# Doubt about RNS 510 with PN 1T0 035 680 H



## BETOGLI (Jul 15, 2010)

Hi Gals and Guys,

As the title says, I have a doubt about RNS 510 with PN 1T0 035 680 H. Are these RNS 510 for the American or the European Market? I think that this RNS 510 don't come with Sirius. In case that this RNS 510 are for the European Market, Which would it be the Pro's and Con's of using it in America?

In advance thank you so much for all your help and support!

Best regards,

Beto


----------



## BETOGLI (Jul 15, 2010)

Bump!


----------



## BETOGLI (Jul 15, 2010)

Hi Gals and Guys,

I have to say that Peter_Chicago at www.vwnavi.com helped me out with these¡ Thank you so much Peter¡ :thumbup::thumbup::beer:

Here is the link to his answer:

http://vwnavi.com/volkswagen-factor...181-doubt-about-rns-510-pn-1t0-035-680-h.html



Beto,

It is a EU spec unit if it ends with numbers 680

ending numbers 684 are USA/Canada/Mexico
ending numbers 681 is China

Thanks again man!

__Provided material__:
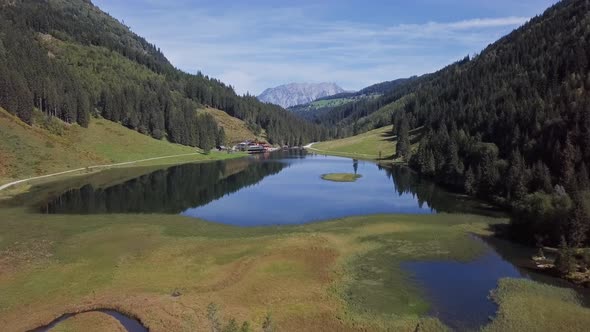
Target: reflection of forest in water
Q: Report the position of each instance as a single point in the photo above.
(178, 188)
(407, 181)
(172, 190)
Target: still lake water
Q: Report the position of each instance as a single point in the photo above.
(286, 188)
(279, 189)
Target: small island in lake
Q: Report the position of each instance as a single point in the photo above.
(341, 177)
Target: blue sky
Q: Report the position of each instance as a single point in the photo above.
(257, 44)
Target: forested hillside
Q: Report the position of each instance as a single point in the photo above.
(511, 124)
(333, 110)
(72, 61)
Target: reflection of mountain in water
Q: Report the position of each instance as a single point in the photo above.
(407, 181)
(166, 191)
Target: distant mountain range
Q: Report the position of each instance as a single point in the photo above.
(299, 93)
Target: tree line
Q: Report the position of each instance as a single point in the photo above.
(161, 104)
(513, 125)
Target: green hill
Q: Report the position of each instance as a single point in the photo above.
(511, 124)
(375, 144)
(54, 146)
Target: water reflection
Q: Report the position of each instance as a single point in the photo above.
(278, 188)
(165, 191)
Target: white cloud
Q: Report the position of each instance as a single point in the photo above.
(256, 49)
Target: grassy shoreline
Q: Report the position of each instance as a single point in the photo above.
(152, 163)
(309, 277)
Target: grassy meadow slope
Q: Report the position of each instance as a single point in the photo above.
(369, 145)
(28, 151)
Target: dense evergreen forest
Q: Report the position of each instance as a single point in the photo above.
(511, 124)
(53, 56)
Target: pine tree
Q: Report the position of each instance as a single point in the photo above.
(403, 139)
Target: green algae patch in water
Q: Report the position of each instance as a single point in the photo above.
(341, 177)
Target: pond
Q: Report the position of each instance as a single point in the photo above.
(281, 188)
(130, 324)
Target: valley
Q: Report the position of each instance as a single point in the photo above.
(439, 195)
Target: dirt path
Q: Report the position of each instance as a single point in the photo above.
(5, 186)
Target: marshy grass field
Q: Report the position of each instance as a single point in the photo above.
(338, 275)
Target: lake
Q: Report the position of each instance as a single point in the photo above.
(286, 188)
(277, 189)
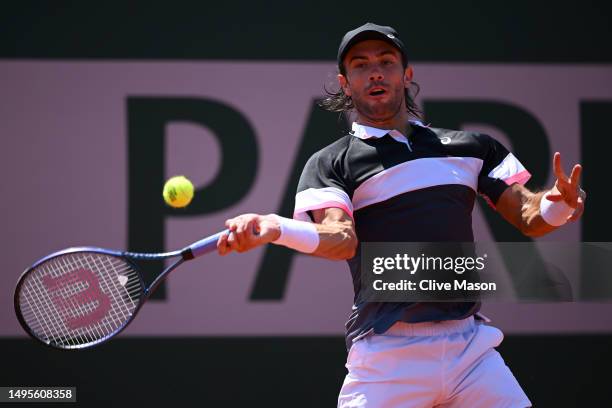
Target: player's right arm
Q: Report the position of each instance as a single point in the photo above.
(331, 236)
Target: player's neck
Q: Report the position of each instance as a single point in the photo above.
(398, 122)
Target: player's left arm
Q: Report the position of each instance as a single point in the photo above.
(527, 211)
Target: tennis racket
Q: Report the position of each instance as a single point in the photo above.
(81, 297)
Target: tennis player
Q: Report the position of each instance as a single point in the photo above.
(395, 179)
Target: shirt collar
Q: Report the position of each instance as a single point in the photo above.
(366, 132)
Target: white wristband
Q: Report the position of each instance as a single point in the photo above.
(555, 213)
(299, 235)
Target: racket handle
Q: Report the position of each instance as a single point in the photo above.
(202, 246)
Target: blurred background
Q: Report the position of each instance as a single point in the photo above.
(101, 103)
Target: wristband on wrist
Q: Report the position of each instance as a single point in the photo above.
(299, 235)
(555, 213)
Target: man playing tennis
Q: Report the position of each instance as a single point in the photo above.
(392, 179)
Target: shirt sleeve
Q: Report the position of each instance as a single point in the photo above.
(500, 169)
(322, 185)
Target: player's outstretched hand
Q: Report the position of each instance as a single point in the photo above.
(248, 231)
(568, 188)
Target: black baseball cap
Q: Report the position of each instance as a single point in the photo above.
(371, 31)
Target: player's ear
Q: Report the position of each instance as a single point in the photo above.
(344, 84)
(408, 75)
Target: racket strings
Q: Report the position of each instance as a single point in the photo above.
(79, 298)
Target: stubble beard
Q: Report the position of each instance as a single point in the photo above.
(375, 111)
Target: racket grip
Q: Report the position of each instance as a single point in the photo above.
(202, 246)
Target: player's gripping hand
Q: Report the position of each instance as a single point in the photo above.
(248, 231)
(568, 188)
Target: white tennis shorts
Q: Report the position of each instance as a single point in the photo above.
(444, 364)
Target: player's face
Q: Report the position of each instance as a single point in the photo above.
(375, 79)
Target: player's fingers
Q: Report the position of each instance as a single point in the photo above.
(575, 176)
(559, 173)
(578, 211)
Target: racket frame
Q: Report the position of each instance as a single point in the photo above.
(124, 256)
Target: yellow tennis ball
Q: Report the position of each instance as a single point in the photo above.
(178, 191)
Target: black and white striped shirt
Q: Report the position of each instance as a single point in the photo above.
(397, 189)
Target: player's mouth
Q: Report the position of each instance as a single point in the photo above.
(377, 91)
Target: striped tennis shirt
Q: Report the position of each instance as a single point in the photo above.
(419, 188)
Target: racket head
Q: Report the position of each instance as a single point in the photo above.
(78, 297)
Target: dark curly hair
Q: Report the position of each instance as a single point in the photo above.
(340, 102)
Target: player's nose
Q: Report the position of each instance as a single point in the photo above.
(376, 75)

__Requirements__:
(1) Write out the passage of the RNS 510 forum thread that begins with the words containing "As the title" and ends with "help and support!", copying it word for word.
(2) Continue the RNS 510 forum thread, picking up after its final line.

__The answers__:
(1)
As the title says, I have a doubt about RNS 510 with PN 1T0 035 680 H. Are these RNS 510 for the American or the European Market? I think that this RNS 510 don't come with Sirius. In case that this RNS 510 are for the European Market, Which would it be the Pro's and Con's of using it in America?

In advance thank you so much for all your help and support!

(2)
Beto


----------



## Peteski (Sep 29, 2000)

BETOGLI said:


> Hi Gals and Guys,
> 
> I have to say that Peter_Chicago at www.vwnavi.com helped me out with these¡ Thank you so much Peter¡ :thumbup::thumbup::beer:
> 
> ...


No problem Beto......



-Peter


----------



## BETOGLI (Jul 15, 2010)

Peteski said:


> No problem Beto......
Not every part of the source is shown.